■ **INSTRUCTIONS FOR THE TASK**: Repeat each entry word for word. Leave any images out of the copy.

[Saved entries]

══════════════════════════════

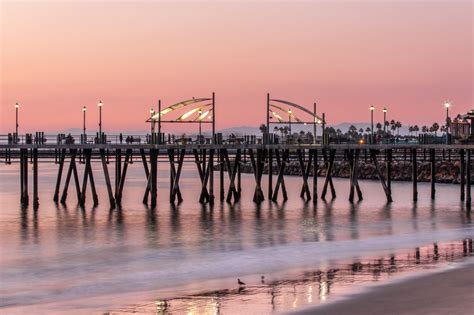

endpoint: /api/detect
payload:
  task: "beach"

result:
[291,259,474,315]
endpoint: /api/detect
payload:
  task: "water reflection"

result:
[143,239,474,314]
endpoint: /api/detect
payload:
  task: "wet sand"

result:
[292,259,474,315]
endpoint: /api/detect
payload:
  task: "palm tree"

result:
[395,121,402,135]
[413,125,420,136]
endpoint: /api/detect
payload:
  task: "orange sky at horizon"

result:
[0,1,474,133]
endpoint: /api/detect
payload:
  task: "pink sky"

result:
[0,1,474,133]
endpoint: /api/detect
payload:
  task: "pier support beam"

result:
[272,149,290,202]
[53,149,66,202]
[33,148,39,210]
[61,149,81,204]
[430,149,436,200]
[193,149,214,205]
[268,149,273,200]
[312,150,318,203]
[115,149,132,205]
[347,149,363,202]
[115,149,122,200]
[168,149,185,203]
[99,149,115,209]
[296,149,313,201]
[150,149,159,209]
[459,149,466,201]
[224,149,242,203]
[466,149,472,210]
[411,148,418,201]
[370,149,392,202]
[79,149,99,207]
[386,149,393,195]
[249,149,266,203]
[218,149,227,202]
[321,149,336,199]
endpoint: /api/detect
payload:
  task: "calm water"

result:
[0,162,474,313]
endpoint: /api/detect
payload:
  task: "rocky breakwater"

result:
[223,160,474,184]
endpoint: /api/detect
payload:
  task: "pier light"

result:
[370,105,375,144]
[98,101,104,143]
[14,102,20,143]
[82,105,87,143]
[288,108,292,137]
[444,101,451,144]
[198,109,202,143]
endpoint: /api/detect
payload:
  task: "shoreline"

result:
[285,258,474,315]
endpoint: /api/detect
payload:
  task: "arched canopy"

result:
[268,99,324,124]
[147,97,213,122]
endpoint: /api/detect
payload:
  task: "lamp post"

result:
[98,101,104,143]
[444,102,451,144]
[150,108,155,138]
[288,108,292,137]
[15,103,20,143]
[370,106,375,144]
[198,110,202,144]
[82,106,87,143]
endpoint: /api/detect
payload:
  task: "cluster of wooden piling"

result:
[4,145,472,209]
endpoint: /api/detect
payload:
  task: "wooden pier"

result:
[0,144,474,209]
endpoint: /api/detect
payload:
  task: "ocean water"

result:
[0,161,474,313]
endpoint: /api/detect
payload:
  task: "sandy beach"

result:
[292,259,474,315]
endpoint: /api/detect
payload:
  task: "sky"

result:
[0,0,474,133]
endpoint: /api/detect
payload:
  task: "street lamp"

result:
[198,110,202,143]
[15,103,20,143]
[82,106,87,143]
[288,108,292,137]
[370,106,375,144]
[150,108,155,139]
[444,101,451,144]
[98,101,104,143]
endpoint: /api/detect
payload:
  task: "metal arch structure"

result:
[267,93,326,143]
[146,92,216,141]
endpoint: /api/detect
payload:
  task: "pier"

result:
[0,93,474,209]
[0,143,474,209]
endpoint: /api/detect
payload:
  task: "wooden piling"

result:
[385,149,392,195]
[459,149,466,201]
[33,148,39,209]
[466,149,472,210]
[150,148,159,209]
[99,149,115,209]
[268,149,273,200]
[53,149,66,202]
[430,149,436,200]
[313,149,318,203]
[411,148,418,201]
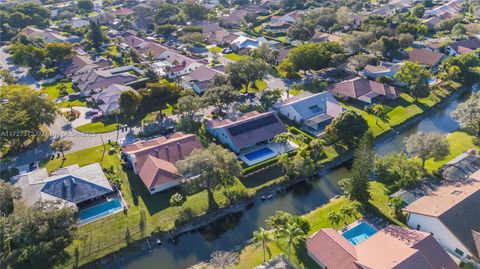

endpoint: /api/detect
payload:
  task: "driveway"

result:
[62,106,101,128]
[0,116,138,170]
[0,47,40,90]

══════════════════════════════

■ **ANSWER TO THIS EXERCISE**:
endpoint: /api/detect
payload:
  task: "beach"

result:
[291,259,474,315]
endpoint: /api/detect
payload:
  task: "water reflection"

result:
[143,239,474,314]
endpoint: /api/detect
payload:
  task: "wet sand"

result:
[292,259,474,315]
endpoint: /api/detect
payload:
  task: "palm tree"

result:
[395,121,402,135]
[413,125,420,136]
endpoint: /api/detect
payload:
  task: "orange sky at horizon"

result:
[0,1,474,133]
endpoint: /api/detect
payload:
  task: "pink sky"

result:
[0,1,474,133]
endpoint: /api/detect
payload:
  task: "pier support beam"

result:
[272,149,290,202]
[53,149,66,202]
[33,148,39,210]
[61,149,81,204]
[430,149,436,200]
[193,149,214,205]
[268,149,273,200]
[312,150,318,203]
[115,149,132,205]
[347,149,363,202]
[115,149,122,200]
[168,149,185,203]
[99,149,115,209]
[296,149,313,201]
[150,149,159,209]
[459,149,466,201]
[224,149,242,203]
[466,149,472,210]
[411,148,418,201]
[370,149,392,202]
[79,149,99,207]
[386,149,393,195]
[249,149,266,203]
[218,149,227,202]
[321,149,336,199]
endpoint: /api/detect
payload:
  task: "calm water"

result:
[0,162,474,313]
endpoint: /api/detect
payload:
  task: "rocky breakwater"

result:
[223,160,474,184]
endpoint: /api/detect
payload:
  task: "pier light"

result:
[370,105,375,144]
[98,101,104,143]
[14,102,20,143]
[82,105,87,143]
[288,108,292,137]
[444,101,451,144]
[198,109,202,143]
endpoint: /api/detect
payload:
  task: "shoreline"

result:
[285,258,474,315]
endpoint: /api/detect
payload:
  task: "arched canopy"

result:
[268,99,324,124]
[147,97,213,122]
endpoint: /api/detect
payload:
  task: "lamp post"

result:
[98,101,104,143]
[444,102,451,144]
[150,108,155,138]
[288,108,292,137]
[15,103,20,143]
[370,106,375,144]
[198,110,202,144]
[82,106,87,143]
endpoint: /api/detect
payload:
  task: "cluster of wooden piling"

result:
[4,145,472,209]
endpoint: /api/detect
payload:
  task: "wooden pier"

result:
[0,144,474,209]
endpoint: /api/detect
payload:
  task: "ocean water"

result:
[0,161,474,313]
endpoint: /api/detect
payload:
  task: "sandy beach"

result:
[292,259,474,315]
endpoint: /api/detect
payload:
  task: "sky"

result:
[0,0,474,133]
endpoint: /api/detect
payload:
  task: "street lamp"

result:
[198,110,202,143]
[15,103,20,143]
[82,106,87,143]
[288,108,292,137]
[370,106,375,144]
[150,108,155,139]
[444,101,451,144]
[98,101,104,143]
endpoint: /api/detect
payload:
  task: "metal arch structure"

result:
[267,93,326,143]
[146,92,216,141]
endpoint: /api/detect
payload:
  task: "pier"

result:
[0,93,474,209]
[0,143,474,209]
endpoint: /api/detect
payload:
  task: "wooden piling"

result:
[385,149,392,195]
[459,149,466,201]
[33,148,39,209]
[466,149,472,210]
[150,148,159,209]
[99,149,115,209]
[268,149,273,200]
[53,149,66,202]
[430,149,436,200]
[313,149,318,203]
[411,148,418,201]

endpoint: /api/detect
payload:
  task: "driveway"

result:
[62,106,101,128]
[0,116,138,170]
[0,47,40,90]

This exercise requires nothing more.